### INPUT
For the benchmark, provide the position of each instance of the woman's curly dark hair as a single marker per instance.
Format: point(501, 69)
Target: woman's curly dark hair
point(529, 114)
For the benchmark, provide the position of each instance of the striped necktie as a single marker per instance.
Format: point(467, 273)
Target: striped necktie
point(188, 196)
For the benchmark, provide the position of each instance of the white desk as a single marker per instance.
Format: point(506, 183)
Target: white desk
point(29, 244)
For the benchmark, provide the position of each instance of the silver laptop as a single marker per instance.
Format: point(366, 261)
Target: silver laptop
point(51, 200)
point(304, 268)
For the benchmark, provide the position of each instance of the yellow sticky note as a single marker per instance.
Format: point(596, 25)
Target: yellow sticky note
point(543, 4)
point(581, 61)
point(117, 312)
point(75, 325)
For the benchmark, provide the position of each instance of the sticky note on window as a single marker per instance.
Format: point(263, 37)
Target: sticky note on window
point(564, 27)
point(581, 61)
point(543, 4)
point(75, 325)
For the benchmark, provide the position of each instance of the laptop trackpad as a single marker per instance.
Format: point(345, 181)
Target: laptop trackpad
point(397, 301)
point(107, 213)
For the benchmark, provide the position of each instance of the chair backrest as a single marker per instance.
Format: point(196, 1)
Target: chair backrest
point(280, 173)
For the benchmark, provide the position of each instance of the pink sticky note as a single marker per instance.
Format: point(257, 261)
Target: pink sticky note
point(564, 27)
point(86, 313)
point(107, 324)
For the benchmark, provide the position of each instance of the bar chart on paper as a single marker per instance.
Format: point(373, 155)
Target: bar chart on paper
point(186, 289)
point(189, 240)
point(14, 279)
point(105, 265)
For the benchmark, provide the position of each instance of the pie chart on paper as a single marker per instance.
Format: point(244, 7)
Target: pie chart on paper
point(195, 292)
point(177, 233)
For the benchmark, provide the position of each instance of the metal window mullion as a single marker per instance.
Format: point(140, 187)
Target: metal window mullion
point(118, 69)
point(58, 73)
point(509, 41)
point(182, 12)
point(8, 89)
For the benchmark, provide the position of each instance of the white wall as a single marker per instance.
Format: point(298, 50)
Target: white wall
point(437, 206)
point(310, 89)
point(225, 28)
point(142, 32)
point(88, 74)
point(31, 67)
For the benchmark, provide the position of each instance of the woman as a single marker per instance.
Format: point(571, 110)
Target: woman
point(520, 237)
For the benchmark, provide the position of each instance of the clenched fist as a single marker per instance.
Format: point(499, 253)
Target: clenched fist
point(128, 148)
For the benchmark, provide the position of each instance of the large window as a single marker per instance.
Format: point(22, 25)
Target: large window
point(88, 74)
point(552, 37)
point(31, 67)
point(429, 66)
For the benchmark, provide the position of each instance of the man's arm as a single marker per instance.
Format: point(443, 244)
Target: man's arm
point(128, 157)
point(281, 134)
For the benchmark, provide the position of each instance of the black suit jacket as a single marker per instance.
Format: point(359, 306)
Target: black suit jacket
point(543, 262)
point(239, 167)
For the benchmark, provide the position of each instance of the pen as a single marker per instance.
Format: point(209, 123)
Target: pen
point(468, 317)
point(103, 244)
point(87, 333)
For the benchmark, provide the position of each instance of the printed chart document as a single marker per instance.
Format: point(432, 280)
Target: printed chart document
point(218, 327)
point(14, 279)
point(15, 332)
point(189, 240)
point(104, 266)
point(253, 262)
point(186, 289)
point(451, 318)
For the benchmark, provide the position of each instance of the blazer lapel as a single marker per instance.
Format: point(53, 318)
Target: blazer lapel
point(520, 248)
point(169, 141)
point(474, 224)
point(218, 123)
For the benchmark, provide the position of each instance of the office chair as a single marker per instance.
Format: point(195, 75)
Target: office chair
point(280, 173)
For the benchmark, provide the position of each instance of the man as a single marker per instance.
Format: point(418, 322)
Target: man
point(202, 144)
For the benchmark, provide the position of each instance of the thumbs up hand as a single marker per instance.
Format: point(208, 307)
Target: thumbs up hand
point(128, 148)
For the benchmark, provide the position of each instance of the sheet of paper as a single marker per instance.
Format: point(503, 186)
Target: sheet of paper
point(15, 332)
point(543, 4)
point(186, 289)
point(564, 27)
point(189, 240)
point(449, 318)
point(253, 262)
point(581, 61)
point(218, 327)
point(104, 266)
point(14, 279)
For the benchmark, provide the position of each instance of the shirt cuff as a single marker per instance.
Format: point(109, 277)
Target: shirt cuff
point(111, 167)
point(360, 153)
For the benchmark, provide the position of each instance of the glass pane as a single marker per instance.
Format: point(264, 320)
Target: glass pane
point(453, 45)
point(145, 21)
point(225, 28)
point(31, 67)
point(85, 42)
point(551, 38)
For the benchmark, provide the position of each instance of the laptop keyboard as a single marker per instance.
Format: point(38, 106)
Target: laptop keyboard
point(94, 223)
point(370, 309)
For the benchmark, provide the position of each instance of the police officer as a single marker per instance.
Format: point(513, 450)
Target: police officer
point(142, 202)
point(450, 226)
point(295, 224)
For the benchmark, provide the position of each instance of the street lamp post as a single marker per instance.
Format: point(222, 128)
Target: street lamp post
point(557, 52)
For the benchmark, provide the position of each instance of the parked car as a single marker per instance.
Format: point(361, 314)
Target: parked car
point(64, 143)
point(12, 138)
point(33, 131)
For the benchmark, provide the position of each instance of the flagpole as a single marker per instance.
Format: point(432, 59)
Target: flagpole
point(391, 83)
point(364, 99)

### REQUIREMENTS
Write out the data exactly as it stands.

### RESPONSE TO THE TASK
For the benchmark, provide the position of each instance of the woman's curly dark hair as a single marker per instance.
Format: point(501, 69)
Target: woman's curly dark hair
point(529, 114)
For the benchmark, provide the position of each instance of the striped necktie as a single marker per instance.
Format: point(467, 273)
Target: striped necktie
point(188, 196)
For the benchmark, provide the position of each instance of the white desk as a single marker per instance.
Format: point(506, 183)
Target: white desk
point(29, 244)
For the benchmark, provide the position of each instance of the silver laptop as a single marker per instance.
Format: point(366, 261)
Target: silver laptop
point(51, 200)
point(304, 268)
For the benchmark, provide the position of each instance of the yellow sticky note as a single marker per instance.
Format: point(596, 25)
Target: yellow sticky note
point(543, 4)
point(581, 61)
point(117, 312)
point(75, 325)
For the benchmark, provide the position of each instance of the sticky note on window as a single marker per instance.
Format: point(263, 37)
Target: sticky note on window
point(564, 27)
point(581, 61)
point(543, 4)
point(75, 325)
For the benchmark, provide the position of each instance of the laptop trackpad as a single marker per instance.
Format: point(345, 181)
Target: laptop trackpad
point(397, 301)
point(107, 213)
For the benchmark, provide the position of each instance of the chair backrest as a single marker per instance.
Format: point(196, 1)
Target: chair backrest
point(280, 173)
For the benchmark, provide the position of each instance of the pink sticky note as a single marker per instance.
Format: point(257, 261)
Target: pink sticky note
point(564, 27)
point(86, 313)
point(107, 324)
For the benchmark, provide the position of each instance of the bar chart on paper as a single marker per instance.
Format: point(373, 155)
Target: bar chart on paper
point(186, 289)
point(189, 240)
point(14, 279)
point(105, 265)
For the benchmark, provide the position of each instance of the pie chart on paper as a single marker per instance.
Format: point(244, 7)
Target: pie chart on paper
point(195, 292)
point(177, 233)
For the benchmark, provide the position of each instance of the metal window mullion as a single marker per instance.
Format: point(140, 187)
Target: metal window mullion
point(118, 69)
point(58, 73)
point(509, 41)
point(182, 12)
point(8, 89)
For the benchmark, provide the position of each instance of the white wall as a single marker per instance.
Format: point(298, 50)
Target: white wall
point(437, 206)
point(310, 89)
point(225, 28)
point(142, 32)
point(88, 74)
point(31, 67)
For the benchmark, provide the position of each instance of the woman as a single marker per instance.
Format: point(571, 110)
Target: woman
point(520, 237)
For the benchmark, provide the position of each instance of the clenched fist as a single marker per instance.
Format: point(499, 253)
Target: clenched fist
point(128, 148)
For the benchmark, provide the position of each instance of the large window as a single marker per instance.
Format: point(22, 25)
Target: large window
point(88, 74)
point(552, 37)
point(31, 67)
point(429, 66)
For the benchmark, provide the position of each instance of the man's arm as a single marker per instance.
Format: point(443, 244)
Target: man's arm
point(128, 157)
point(281, 134)
For the benchmark, provide the position of each instance of the black suit jacket as a single marker per instance.
Format: point(359, 306)
Target: black suit jacket
point(543, 262)
point(239, 167)
For the benchmark, provide the position of each instance of the pen as a single marker per instance.
Format: point(209, 123)
Target: pen
point(468, 317)
point(103, 244)
point(87, 333)
For the benchmark, provide the position of each instance of the printed chart document as a single marker per instance.
Format: point(432, 280)
Target: printed chart document
point(218, 327)
point(14, 279)
point(15, 332)
point(189, 240)
point(104, 266)
point(253, 262)
point(186, 289)
point(451, 318)
For the benchmark, provide the position of each instance of the blazer lapel as a single marker per instance.
Format: point(53, 318)
Target: blazer lapel
point(520, 248)
point(169, 141)
point(474, 224)
point(218, 123)
For the benchmark, provide the position of each instance of the office chair as a single marker per instance.
Format: point(195, 75)
Target: office chair
point(280, 173)
For the benchmark, provide the position of each instance of the man as a single marker per instance.
Format: point(418, 322)
Target: man
point(202, 144)
For the benchmark, provide the position of each instance of the thumbs up hand as a single marker per instance.
Format: point(208, 307)
Target: thumbs up hand
point(128, 148)
For the benchmark, provide the position of each instance of the sheet of paper as a single marker per instance.
Format: point(503, 186)
Target: sheet of paper
point(15, 332)
point(543, 4)
point(186, 289)
point(564, 27)
point(189, 240)
point(449, 318)
point(253, 262)
point(581, 61)
point(218, 327)
point(104, 266)
point(14, 279)
For the benchmark, provide the position of each instance of the shirt cuff as a single marker per instance.
Format: point(109, 277)
Target: shirt cuff
point(111, 167)
point(360, 153)
For the benchmark, provide the position of each instance of the glass pane as a single marker per instance.
Format: point(264, 320)
Target: glass pane
point(453, 45)
point(145, 21)
point(225, 28)
point(31, 67)
point(85, 42)
point(551, 38)
For the benchmark, provide the position of each instance of the laptop keyboard as a single marker per instance.
Format: point(38, 106)
Target: laptop keyboard
point(94, 223)
point(370, 309)
For the benchmark, provide the position of each instance of the police officer as a single marker per instance.
Format: point(513, 450)
Target: police officer
point(142, 202)
point(450, 226)
point(295, 224)
For the benchmark, provide the position of each instance of the street lamp post as a single marker per instance.
Format: point(222, 128)
Target: street lamp post
point(557, 52)
For the benchmark, provide the position of each instance of the parked car as a single marker per instance.
Format: point(361, 314)
Target: parked car
point(64, 143)
point(12, 138)
point(33, 131)
For the benchmark, provide the position of each instance of the flagpole as a single marker per instance.
Format: point(432, 59)
Target: flagpole
point(391, 83)
point(364, 99)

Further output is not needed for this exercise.